##### Source passage
Weighted Frequent Itemsets
From Ben's Writing
We modified Christian Borgelt's implementation of the apriori algorithm to incorporate our ideas.
A program to find association rules and frequent item sets (also closed and maximal) with the apriori algorithm (Agrawal et al. 1993), which carries out a breadth first search on the subset lattice and determines the support of itemsets by subset tests. This is a pretty fast implementation that uses a prefix tree to organize the counters for the item sets.
The new usage is as follows:
usage: ./apriori [options] infile outfile [appfile] [whtfile]
Where whtfile is an optional file assigning weights to each item. To this end, a new options flag was added:
- -w — minimal weight of a set/rule/hyperedge (defaulting to zero, if not supplied)
Additional weight related switches can be supplied using -w:
- -f — output format for weight (defaulting to "%.2f", if not supplied),
- -m — weight calculation method (defaulting to zero, if not supplied),
- -s — sampling method (defaulting to zero, if not supplied [i.e. none. See the apriori manual for firther details.]),
- -p — period for sampling (defaulting to five, if not supplied)
For example, the following runs the apriori algorithm on the data contained in test3.tab, using the apperance options in test3.app and the item weigts in test3.wht. The output is printed to stdout. Any given item-set must have a minimum weight of 0.5. The final calculated item-set weight will be printed in the form "%0.2", so a weight of 0.2 will be written as 0.20. Finally, in the example we sample every item in the input.
/apriori -w0.5 -wf'%.2f' -wm1 -wp2 -ws0 test3.tab - test3.app test3.wht
Other sampling methods include:
- uniform
- harmonic
- geometric
##########
Exercises
A - From the apriori page, render this sentence in Spanish: "This is a pretty fast implementation that uses a prefix tree to organize the counters for the item sets."
B - Echo the rows between the line holding "Point to the vertical" and the line holding "x=669, y=190", inclusive.
The weighted itemsets page and the rows that come after it have no connection to each other.
##### Dataset content
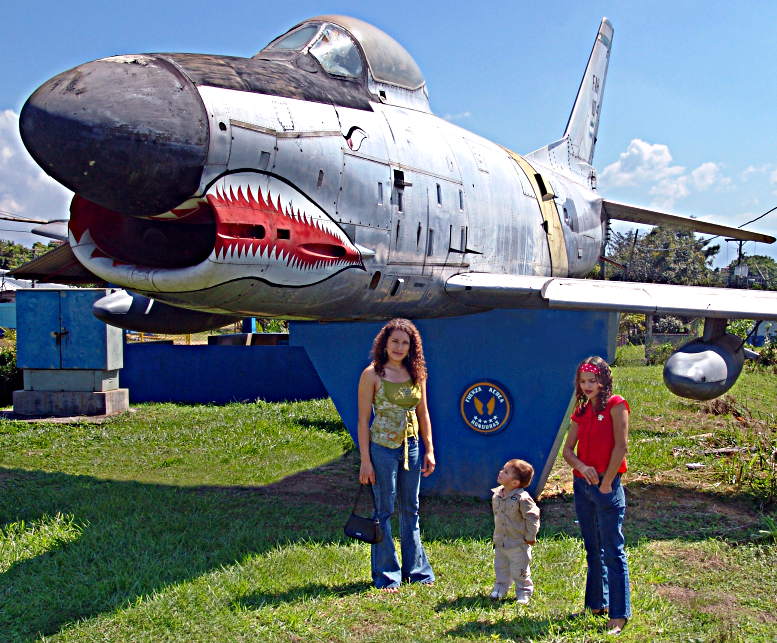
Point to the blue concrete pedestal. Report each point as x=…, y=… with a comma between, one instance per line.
x=529, y=355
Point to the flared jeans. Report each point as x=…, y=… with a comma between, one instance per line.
x=396, y=486
x=600, y=516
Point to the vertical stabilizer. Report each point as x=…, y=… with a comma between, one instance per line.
x=583, y=122
x=574, y=152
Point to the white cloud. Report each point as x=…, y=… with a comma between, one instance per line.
x=708, y=175
x=25, y=189
x=642, y=162
x=650, y=166
x=669, y=190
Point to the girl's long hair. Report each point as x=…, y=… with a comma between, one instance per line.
x=604, y=377
x=414, y=362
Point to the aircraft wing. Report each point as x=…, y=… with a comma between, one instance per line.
x=58, y=266
x=634, y=214
x=510, y=291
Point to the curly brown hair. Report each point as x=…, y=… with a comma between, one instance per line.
x=414, y=362
x=604, y=377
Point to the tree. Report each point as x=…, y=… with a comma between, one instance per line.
x=13, y=255
x=663, y=255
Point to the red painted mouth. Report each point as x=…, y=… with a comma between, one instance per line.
x=248, y=225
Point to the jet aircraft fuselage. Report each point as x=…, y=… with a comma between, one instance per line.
x=307, y=182
x=312, y=181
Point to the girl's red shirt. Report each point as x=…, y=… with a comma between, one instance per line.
x=595, y=439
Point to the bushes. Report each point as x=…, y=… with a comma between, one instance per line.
x=659, y=353
x=10, y=376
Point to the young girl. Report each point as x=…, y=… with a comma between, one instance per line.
x=599, y=428
x=394, y=386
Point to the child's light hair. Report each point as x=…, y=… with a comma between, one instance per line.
x=522, y=471
x=604, y=377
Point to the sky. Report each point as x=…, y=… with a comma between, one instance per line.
x=687, y=119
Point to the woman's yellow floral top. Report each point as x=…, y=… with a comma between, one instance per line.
x=394, y=409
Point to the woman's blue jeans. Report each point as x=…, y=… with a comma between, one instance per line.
x=600, y=516
x=395, y=485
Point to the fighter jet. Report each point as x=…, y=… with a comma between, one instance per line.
x=313, y=182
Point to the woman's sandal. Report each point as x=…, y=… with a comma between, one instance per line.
x=586, y=612
x=613, y=629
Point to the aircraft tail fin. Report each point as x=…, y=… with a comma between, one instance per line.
x=574, y=152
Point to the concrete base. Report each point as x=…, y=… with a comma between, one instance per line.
x=67, y=403
x=62, y=379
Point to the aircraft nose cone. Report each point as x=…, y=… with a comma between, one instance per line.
x=127, y=132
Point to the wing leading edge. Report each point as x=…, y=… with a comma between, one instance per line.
x=634, y=214
x=510, y=291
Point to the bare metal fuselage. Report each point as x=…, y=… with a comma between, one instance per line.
x=428, y=198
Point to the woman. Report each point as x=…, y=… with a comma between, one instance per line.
x=394, y=387
x=599, y=428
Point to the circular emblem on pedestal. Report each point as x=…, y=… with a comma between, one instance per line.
x=485, y=407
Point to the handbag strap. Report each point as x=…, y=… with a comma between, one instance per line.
x=359, y=493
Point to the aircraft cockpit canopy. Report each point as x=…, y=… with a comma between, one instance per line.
x=345, y=47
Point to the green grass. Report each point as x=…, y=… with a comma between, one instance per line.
x=204, y=523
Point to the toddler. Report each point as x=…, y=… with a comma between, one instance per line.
x=516, y=523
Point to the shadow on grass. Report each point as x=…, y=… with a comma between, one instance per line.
x=330, y=426
x=478, y=601
x=669, y=512
x=260, y=600
x=139, y=538
x=521, y=628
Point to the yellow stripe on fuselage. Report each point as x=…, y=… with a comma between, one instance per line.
x=559, y=265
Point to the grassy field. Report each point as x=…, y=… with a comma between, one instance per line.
x=204, y=523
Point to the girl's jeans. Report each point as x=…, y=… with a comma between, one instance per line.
x=600, y=516
x=392, y=484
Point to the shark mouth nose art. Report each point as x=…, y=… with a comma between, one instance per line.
x=263, y=220
x=248, y=225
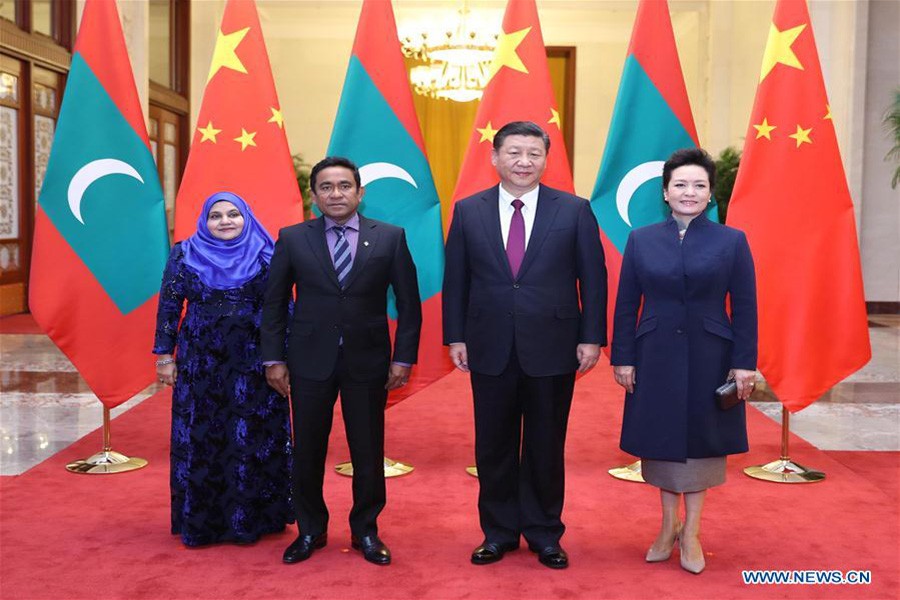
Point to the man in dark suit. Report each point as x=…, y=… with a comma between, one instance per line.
x=524, y=303
x=338, y=341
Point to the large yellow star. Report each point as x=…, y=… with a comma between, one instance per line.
x=487, y=133
x=778, y=49
x=246, y=139
x=505, y=54
x=209, y=133
x=764, y=129
x=554, y=118
x=224, y=55
x=802, y=136
x=277, y=117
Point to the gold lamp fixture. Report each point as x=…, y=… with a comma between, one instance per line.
x=456, y=61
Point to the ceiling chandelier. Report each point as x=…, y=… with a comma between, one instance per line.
x=456, y=61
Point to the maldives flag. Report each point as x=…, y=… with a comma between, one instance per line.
x=240, y=145
x=100, y=240
x=651, y=119
x=519, y=90
x=792, y=200
x=376, y=127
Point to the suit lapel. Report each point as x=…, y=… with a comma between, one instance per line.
x=319, y=247
x=490, y=218
x=365, y=244
x=543, y=219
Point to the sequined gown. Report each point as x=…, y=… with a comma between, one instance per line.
x=230, y=447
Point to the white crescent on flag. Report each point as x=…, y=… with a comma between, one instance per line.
x=90, y=173
x=375, y=171
x=634, y=179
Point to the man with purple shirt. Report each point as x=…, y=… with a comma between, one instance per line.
x=337, y=341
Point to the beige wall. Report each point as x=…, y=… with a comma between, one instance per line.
x=720, y=44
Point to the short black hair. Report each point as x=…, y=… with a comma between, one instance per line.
x=333, y=161
x=689, y=156
x=528, y=128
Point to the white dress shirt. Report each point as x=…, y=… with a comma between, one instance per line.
x=529, y=199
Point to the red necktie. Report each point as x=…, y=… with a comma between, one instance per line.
x=515, y=243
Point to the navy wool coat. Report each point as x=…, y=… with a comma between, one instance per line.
x=684, y=343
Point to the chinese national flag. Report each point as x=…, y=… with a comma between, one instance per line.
x=792, y=200
x=519, y=90
x=240, y=145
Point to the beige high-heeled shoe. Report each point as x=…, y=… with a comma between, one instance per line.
x=692, y=566
x=654, y=555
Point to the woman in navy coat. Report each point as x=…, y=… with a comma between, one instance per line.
x=674, y=344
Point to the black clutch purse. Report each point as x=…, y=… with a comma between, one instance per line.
x=726, y=395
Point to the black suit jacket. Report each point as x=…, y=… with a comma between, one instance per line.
x=557, y=301
x=324, y=313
##########
Results for the exercise
A - Esta es una implementación bastante rápida que utiliza un árbol de prefijos para organizar los contadores de los conjuntos de elementos.

B -
Point to the vertical stabilizer. Report each point as x=…, y=… with a comma between, one instance per line.
x=583, y=122
x=574, y=152
Point to the white cloud. Report each point as x=…, y=… with a comma between, one instance per line.
x=708, y=175
x=25, y=189
x=642, y=162
x=650, y=166
x=669, y=190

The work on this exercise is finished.